= INSTRUCTIONS =
1) List every person's name that appears in the post about President Obama's speech, including the byline.
2) From the post about President Obama's speech, extract the passage word for word, starting at "Thu May 21, 2009" and ending at "about this issue.".

= SELECTED PASSAGE =
>>

Discuss :: (0 Comments)

Misperceptions about President Obama's speech

by: Carnacki

Thu May 21, 2009 at 15:28:56 PM EDT

There seems to be a lot of misperception about what President Barack Obama said today. Hopefully this post, A Justice Dept. Attorney's Take on Obama's Speech, will clear it up for those confused:

As a Justice Department attorney,* I would like to comment on Obama's speech with regard to the issue of prosecutions over torture and the establishment of a Truth Commission, issues that have been the subject of much debate and discussion here.  I know that there has been a fair amount of consternation based on the premise that the President has all but ruled out investigations or examinations into possible violations of the law concerning torture.  Jesselyn Radack has presented one skeptical view, and others have agreed.  Such skepticism is fueled, I think, by the President's few statements about this issue.

<<

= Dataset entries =
>>

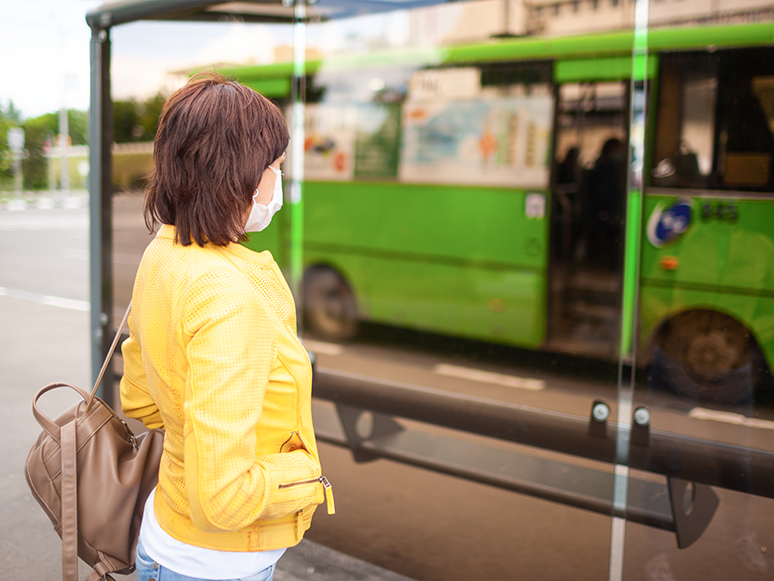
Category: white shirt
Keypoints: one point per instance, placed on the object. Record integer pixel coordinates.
(198, 562)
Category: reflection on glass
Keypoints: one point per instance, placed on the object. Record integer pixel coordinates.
(464, 205)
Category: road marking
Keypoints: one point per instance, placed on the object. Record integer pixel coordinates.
(489, 377)
(730, 418)
(320, 348)
(35, 222)
(45, 299)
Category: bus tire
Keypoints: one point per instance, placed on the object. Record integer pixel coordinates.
(706, 356)
(329, 306)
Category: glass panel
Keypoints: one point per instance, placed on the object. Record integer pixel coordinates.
(430, 267)
(533, 258)
(702, 382)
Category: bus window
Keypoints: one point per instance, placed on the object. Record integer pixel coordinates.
(714, 127)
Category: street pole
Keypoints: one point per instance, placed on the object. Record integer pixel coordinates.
(64, 166)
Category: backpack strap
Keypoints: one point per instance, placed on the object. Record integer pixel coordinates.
(69, 498)
(108, 356)
(69, 488)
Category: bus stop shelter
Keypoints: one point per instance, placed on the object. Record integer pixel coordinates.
(101, 20)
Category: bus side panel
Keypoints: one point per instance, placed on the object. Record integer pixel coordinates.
(724, 261)
(427, 222)
(493, 305)
(460, 260)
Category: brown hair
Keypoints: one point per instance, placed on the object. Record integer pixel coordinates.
(215, 139)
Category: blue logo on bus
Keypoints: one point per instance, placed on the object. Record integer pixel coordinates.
(667, 224)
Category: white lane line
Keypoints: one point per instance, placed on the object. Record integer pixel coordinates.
(45, 299)
(730, 418)
(489, 377)
(14, 222)
(321, 348)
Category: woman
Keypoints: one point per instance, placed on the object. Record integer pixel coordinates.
(213, 357)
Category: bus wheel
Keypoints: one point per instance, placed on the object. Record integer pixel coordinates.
(705, 355)
(329, 305)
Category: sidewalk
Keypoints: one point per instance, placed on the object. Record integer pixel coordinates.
(41, 344)
(44, 200)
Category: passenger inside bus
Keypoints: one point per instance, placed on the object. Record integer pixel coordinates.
(604, 191)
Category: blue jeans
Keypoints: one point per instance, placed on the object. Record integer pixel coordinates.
(149, 570)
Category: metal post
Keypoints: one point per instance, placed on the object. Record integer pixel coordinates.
(100, 209)
(626, 373)
(297, 145)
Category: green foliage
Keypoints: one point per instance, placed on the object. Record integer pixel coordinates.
(38, 131)
(135, 121)
(9, 117)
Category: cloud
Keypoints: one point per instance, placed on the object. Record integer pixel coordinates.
(241, 44)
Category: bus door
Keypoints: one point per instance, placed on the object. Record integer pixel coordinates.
(588, 204)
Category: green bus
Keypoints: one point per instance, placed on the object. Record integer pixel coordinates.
(481, 191)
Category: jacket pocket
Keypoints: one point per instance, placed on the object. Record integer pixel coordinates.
(294, 481)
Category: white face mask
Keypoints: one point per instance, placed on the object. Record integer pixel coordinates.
(260, 215)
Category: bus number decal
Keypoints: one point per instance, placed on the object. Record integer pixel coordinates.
(722, 211)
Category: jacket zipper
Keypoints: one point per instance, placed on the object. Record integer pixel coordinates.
(331, 506)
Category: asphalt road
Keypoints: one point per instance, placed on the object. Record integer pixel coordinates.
(419, 523)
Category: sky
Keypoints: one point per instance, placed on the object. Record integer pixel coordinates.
(44, 48)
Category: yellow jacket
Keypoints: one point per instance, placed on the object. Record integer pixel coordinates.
(213, 359)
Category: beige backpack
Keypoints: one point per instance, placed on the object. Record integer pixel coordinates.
(92, 476)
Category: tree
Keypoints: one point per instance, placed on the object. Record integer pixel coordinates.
(134, 121)
(9, 117)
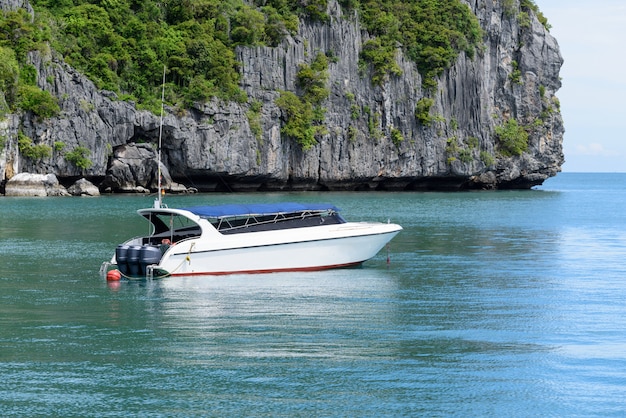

<<

= RESPONSES BY ITEM NUMBER =
1) Carnacki, Barack Obama, Jesselyn Radack

2)
Thu May 21, 2009 at 15:28:56 PM EDT

There seems to be a lot of misperception about what President Barack Obama said today. Hopefully this post, A Justice Dept. Attorney's Take on Obama's Speech, will clear it up for those confused:

As a Justice Department attorney,* I would like to comment on Obama's speech with regard to the issue of prosecutions over torture and the establishment of a Truth Commission, issues that have been the subject of much debate and discussion here.  I know that there has been a fair amount of consternation based on the premise that the President has all but ruled out investigations or examinations into possible violations of the law concerning torture.  Jesselyn Radack has presented one skeptical view, and others have agreed.  Such skepticism is fueled, I think, by the President's few statements about this issue.